• _Data shown_
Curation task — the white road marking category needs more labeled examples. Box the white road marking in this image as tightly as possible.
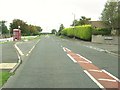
[76,54,92,63]
[66,48,71,51]
[28,46,35,53]
[0,63,17,69]
[63,47,66,52]
[78,61,89,63]
[102,70,120,82]
[98,78,116,82]
[67,54,77,63]
[88,69,102,72]
[84,70,104,89]
[26,54,29,56]
[14,44,24,56]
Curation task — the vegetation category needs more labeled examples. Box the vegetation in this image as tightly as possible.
[57,24,65,36]
[0,71,11,86]
[10,19,42,35]
[0,21,9,37]
[101,0,120,34]
[71,16,91,26]
[51,29,57,34]
[61,25,92,41]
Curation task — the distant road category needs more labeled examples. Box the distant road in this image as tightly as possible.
[4,35,118,88]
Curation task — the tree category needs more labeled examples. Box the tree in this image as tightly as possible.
[71,16,91,26]
[57,24,65,36]
[51,29,57,34]
[101,0,120,30]
[10,19,42,35]
[0,21,9,34]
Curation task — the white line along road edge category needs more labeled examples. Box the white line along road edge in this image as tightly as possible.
[84,70,106,90]
[14,44,24,56]
[67,54,77,63]
[76,54,92,63]
[102,70,120,82]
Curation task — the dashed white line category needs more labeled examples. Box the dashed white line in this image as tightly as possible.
[84,70,104,89]
[66,48,71,51]
[76,54,92,63]
[98,78,116,82]
[78,61,89,63]
[88,69,102,72]
[67,54,77,63]
[102,70,120,82]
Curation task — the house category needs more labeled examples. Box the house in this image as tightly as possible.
[89,21,110,28]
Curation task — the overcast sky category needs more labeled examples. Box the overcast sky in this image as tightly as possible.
[0,0,107,32]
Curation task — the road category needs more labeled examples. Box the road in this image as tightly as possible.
[4,36,119,88]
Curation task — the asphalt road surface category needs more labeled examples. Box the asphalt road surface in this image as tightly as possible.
[4,35,119,88]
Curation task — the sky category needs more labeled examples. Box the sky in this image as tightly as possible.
[0,0,107,32]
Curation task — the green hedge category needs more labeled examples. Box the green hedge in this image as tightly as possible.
[92,28,111,35]
[61,25,92,41]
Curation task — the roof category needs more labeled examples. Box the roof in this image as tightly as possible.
[90,21,109,28]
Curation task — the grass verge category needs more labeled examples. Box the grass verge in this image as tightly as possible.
[0,71,12,86]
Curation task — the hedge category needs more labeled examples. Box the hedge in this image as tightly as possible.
[61,25,92,41]
[92,28,111,35]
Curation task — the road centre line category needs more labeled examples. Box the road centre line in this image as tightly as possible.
[102,70,120,82]
[76,54,92,63]
[78,61,89,63]
[66,48,71,51]
[67,54,77,63]
[98,78,117,82]
[84,70,106,90]
[88,69,102,72]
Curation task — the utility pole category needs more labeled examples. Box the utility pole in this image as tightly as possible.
[72,13,75,39]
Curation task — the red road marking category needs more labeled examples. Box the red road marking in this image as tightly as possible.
[65,48,120,90]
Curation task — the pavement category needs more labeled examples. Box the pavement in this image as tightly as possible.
[3,35,120,88]
[0,37,37,70]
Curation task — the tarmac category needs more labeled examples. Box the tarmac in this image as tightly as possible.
[0,35,118,70]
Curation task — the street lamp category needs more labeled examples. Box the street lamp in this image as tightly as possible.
[72,13,75,39]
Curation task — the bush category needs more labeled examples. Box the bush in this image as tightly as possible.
[61,25,92,41]
[92,28,111,35]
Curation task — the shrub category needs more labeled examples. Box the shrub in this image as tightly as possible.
[62,25,92,41]
[92,28,111,35]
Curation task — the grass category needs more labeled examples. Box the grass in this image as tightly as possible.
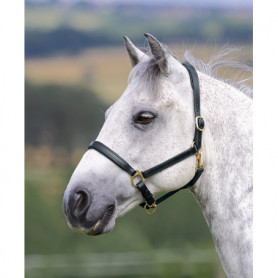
[25,45,253,104]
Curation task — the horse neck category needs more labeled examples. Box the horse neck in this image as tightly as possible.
[192,74,252,277]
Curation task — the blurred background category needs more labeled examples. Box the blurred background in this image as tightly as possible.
[25,0,253,278]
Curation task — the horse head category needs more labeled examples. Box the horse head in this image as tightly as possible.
[63,34,198,235]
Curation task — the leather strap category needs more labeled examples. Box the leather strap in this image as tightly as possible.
[182,62,205,150]
[88,141,136,176]
[139,168,204,207]
[142,147,196,179]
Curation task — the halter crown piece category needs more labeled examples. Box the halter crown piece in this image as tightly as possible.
[88,62,205,214]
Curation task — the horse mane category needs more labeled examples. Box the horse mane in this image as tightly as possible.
[129,45,253,98]
[184,47,253,98]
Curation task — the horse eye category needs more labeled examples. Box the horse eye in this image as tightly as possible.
[134,112,155,125]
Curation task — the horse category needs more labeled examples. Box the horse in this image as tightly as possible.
[63,34,253,278]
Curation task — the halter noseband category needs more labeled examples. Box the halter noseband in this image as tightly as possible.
[88,62,205,214]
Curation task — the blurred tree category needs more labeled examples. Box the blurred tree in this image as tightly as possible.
[25,82,105,150]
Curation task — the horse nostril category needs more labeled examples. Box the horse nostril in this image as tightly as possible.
[72,190,90,218]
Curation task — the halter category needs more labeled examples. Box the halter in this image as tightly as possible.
[88,62,205,214]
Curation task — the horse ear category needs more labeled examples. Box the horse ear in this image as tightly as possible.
[144,33,168,75]
[123,36,148,67]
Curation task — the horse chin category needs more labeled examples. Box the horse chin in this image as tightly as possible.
[86,206,116,236]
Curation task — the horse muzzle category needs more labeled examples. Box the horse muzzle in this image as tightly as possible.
[63,187,116,235]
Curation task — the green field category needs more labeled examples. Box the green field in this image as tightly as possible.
[25,1,253,278]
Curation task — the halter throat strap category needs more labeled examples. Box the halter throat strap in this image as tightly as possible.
[88,62,205,214]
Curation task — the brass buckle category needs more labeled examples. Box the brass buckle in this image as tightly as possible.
[144,202,157,215]
[195,150,204,172]
[196,116,205,131]
[130,170,146,187]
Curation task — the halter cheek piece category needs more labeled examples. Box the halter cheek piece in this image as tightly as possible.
[88,62,205,214]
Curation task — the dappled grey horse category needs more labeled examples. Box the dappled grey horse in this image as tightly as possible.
[63,34,252,278]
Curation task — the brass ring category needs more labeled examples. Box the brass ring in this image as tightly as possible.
[144,202,157,215]
[196,116,205,131]
[130,170,146,187]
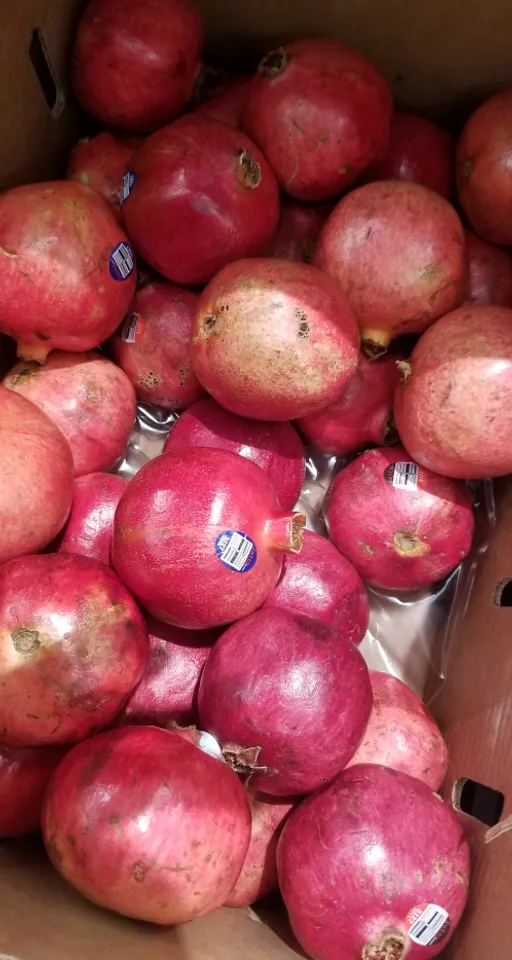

• _Stated problem_
Reproduce all of the material above, swapping "as tightly as possible" for "as closely as possible" and changing nothing else. Leave the pictures out.

• _The completed task_
Curation task — the white road marking category needs more labeled examples. Box the white road marking in this image as closely as possible.
[76,54,92,63]
[66,48,71,51]
[28,46,35,53]
[0,63,17,69]
[63,47,66,52]
[78,61,89,63]
[102,70,120,82]
[98,78,116,82]
[67,54,77,63]
[88,69,102,72]
[84,70,104,89]
[26,54,29,56]
[14,44,24,56]
Curation task — the vegetation category needs more labeled examples. Box the vegetation in this image as closely as possible.
[57,24,65,36]
[0,71,11,86]
[10,19,42,35]
[0,21,9,37]
[101,0,120,34]
[71,16,91,26]
[51,29,57,34]
[61,25,92,41]
Curation task — the distant road category needs more labeled examples. Box the distant road in this image as closely as possible.
[4,35,118,88]
Curation task — the tree category needs more labeled examples. Box the tree in this image as closely as possible.
[71,16,91,26]
[57,24,65,36]
[51,29,57,34]
[101,0,120,30]
[10,19,42,35]
[0,21,9,34]
Curation task — the white line along road edge category needs more labeled examples. Box the white line along road edge in this image as closely as possible.
[84,70,106,90]
[14,44,24,56]
[67,54,77,63]
[76,54,92,63]
[102,70,120,82]
Curation task — the dashed white line category needs more labeled examples. Box the dashed white line in this image as closely as possible.
[84,70,104,89]
[66,48,71,51]
[76,54,92,63]
[98,78,116,82]
[78,61,89,63]
[88,69,102,72]
[67,54,77,63]
[102,70,120,82]
Curation task — the house category needs more labeled examples. Box the house in this image as closely as possible.
[89,21,110,28]
Curation task — the overcast sky category needs more labeled examples. Box the overcast sky in this image as closely as possible.
[0,0,107,32]
Curation task — the road category needs more labeled examples. Box the road in this image as closely as possible.
[4,36,119,88]
Curation task — the asphalt road surface category needs more labeled examples. Box the asphalt road surface in this image as closely as possible.
[4,35,119,88]
Curation task — the sky category needs more labeled examples. Box the sky in this image as closely as possible.
[0,0,107,32]
Curation task — the green hedge category needs more labeled examples. Box the green hedge in this image as closely as possible.
[92,28,111,35]
[61,25,92,41]
Curation task — the roof category needs more labeled examples. Box the roof in this image as closely as possible.
[90,21,109,28]
Curation task — the grass verge category needs more labeled examples. Box the grass verge in this image as closely as possible.
[0,71,12,86]
Curation task — the hedge category needs more labeled examples. Box the hedge in this image as closely as possible.
[61,25,92,41]
[92,28,111,35]
Curation task — the road centre line category needs more labeled examples. Box the road centre line in this image as closely as possible.
[102,70,120,82]
[76,54,92,63]
[78,61,89,63]
[66,48,71,51]
[67,54,77,63]
[98,78,117,82]
[84,70,106,90]
[88,69,102,72]
Curation task — the utility pole category needs more labeled examples. Box the utility pole in this image as closely as possible.
[72,13,75,39]
Curation task — the red road marking category needs more labeled examples. Box the red road marking in this image as closely as possible.
[65,48,120,90]
Curation task — the pavement category needs more labeled examples. Box the pavement in this image as closely as possible.
[3,35,120,88]
[0,37,37,70]
Curation task — the tarmac category needs more labeled examples. Box the tarmac in this image as closely as possible.
[0,35,118,70]
Curation task — the street lamp category needs more labeled examples. Box the street lamp in this image as closely as possible.
[72,13,75,39]
Curation task — the bush category needs more labeled examples. Box the bush in this image as closely as possible.
[61,25,92,41]
[92,28,111,35]
Curation task — the shrub category needs more labeled examples. Box the shrub in this image as closely as possible.
[62,25,92,41]
[92,28,111,35]
Curation task — the grass category needs more labeled examples. Box the grass in this image as closely as possible.
[25,45,253,104]
Curation task — the horse neck category needs more labeled examples. Box the horse neck in this image as closely as possible.
[192,74,252,277]
Curation task — the blurred background category needs more labeled examples. Box the blurred background in this image as closely as possible.
[25,0,253,278]
Curation task — the horse head category needs more labeled examples. Box the horse head in this image as closely as possible.
[63,34,198,235]
Curation task — the leather strap category needs more labeled examples. Box the leather strap in this image as closely as possible.
[182,62,205,150]
[88,141,136,176]
[139,168,204,207]
[142,147,196,179]
Curation task — the halter crown piece category needs more labeled examples. Box the halter crown piece in this image as closely as possible.
[88,62,205,214]
Curation task — the horse mane category needs more labeled examples. Box the horse mane in this image as closely as possible.
[129,45,253,98]
[184,47,253,98]
Curation task — the horse eye category needs more labeled examples. Box the horse eye in this image as closely as possible.
[134,112,155,125]
Curation task — the horse category needs more labeled examples. Box the horse in this image as closely as possible.
[63,34,253,278]
Curation task — the halter noseband category needs more labeled examples. Box the halter noseband in this image as closely as possible.
[88,62,205,214]
Curation task — the blurred tree category needs more labeled examples. Box the blurred tree in this image as closely as possible.
[25,82,105,150]
Curation task — the horse nostril category needs more labeled examples. Box the horse nostril in this image as closely as possible.
[72,190,90,218]
Curation task — the halter category needs more labeled examples. Box the halter in this image as closely as possible.
[88,62,205,214]
Curation task — the horse ear category needs more labeled examples. Box the horse ear in this image as closely as possible.
[144,33,168,75]
[123,36,148,67]
Curation task — the horse chin category needs more labeled examples. Box the horse chin in this image as closely as possible.
[86,206,116,236]
Curation task — the horse muzzle category needs more labeled examples. Box the horse muzzle in this image as closely as possible.
[63,187,116,235]
Curation task — the green field category needs more labeled examples. Box the green field in this image as closely as possible.
[25,1,253,278]
Curation task — the halter throat strap category needs more labeled examples. Box the halter throat strap in this image as closely as possible.
[88,62,205,214]
Curation task — the brass buckle category needs more labeled examples. Box the brass buckle in this image as closely as possible.
[144,202,157,215]
[195,150,204,172]
[196,116,205,131]
[130,170,146,187]
Curation task — the halter cheek piece category needs more labeled examples. Box the halter cheek piece in this image as closely as possible.
[88,62,205,214]
Curation task — the dappled grey horse category needs more labeled examples. Box the dappled grey horse in this image as closely as possible.
[63,34,252,278]
Curation task — the brass ring category needs more labeled examples. Box the brass ring in this image as closely as possible.
[144,202,157,215]
[196,116,205,131]
[130,170,146,187]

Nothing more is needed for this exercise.